**Exercise directions:** Rewrite only the rows from the one with "of the group" up to and including the last row, requests too, and raise every coordinate in the answers by 148.

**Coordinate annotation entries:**
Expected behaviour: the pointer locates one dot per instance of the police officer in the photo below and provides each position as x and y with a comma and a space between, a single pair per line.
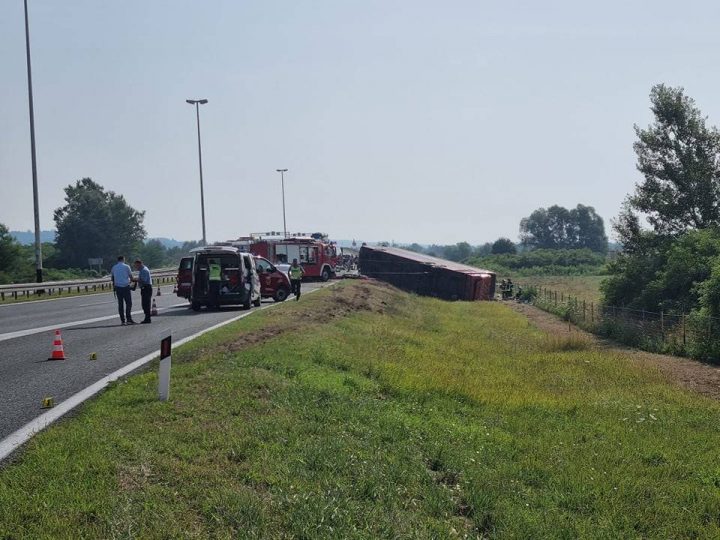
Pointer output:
295, 273
145, 280
121, 277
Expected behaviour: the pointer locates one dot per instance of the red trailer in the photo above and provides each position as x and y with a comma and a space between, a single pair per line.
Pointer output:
427, 275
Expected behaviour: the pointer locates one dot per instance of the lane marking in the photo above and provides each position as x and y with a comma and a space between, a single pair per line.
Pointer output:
31, 331
10, 443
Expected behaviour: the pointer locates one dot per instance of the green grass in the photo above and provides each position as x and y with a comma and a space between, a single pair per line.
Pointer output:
583, 287
415, 419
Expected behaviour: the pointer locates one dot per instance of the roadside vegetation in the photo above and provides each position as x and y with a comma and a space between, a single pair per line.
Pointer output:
364, 412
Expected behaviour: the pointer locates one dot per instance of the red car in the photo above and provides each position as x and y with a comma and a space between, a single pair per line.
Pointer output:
273, 283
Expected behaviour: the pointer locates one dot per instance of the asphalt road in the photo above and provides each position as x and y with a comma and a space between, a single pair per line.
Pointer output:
89, 324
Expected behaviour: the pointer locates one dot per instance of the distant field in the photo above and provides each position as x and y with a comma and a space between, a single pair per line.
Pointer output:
363, 412
584, 287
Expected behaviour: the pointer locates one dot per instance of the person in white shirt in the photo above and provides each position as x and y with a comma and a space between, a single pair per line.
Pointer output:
122, 277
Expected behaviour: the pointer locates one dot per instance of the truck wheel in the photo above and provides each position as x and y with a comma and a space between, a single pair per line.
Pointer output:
281, 294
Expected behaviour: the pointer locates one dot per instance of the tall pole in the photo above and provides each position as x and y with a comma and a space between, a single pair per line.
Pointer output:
197, 103
36, 204
282, 182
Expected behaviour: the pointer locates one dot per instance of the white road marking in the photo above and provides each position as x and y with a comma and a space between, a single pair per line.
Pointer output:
10, 443
31, 331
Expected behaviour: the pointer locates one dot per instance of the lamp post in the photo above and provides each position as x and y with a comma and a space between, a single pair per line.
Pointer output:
36, 204
282, 182
197, 103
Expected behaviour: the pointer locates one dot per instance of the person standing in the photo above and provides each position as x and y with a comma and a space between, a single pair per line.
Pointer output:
121, 277
295, 273
145, 280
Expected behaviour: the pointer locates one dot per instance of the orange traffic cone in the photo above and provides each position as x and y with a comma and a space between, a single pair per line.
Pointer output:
58, 351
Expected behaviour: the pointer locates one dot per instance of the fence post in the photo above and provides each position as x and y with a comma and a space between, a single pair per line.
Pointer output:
662, 325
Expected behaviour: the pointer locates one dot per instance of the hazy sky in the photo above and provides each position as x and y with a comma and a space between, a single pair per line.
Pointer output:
399, 120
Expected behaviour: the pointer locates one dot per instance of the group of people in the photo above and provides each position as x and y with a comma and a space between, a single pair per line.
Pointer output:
124, 283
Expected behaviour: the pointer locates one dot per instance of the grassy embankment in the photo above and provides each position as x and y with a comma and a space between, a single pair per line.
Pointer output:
583, 287
364, 412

**Exercise result:**
Expected behaviour: the pointer locates one dot per instance of the group of people in the photo above and provides each position as x and y with a comma and a space between, a single pair per line.
Pointer output:
272, 431
Expected behaviour: the pointer locates one dot per instance of the grassy embankment in the photo above and provides each position as x and y with a comma and a space between, a single pair per line.
Pointer output:
731, 435
512, 560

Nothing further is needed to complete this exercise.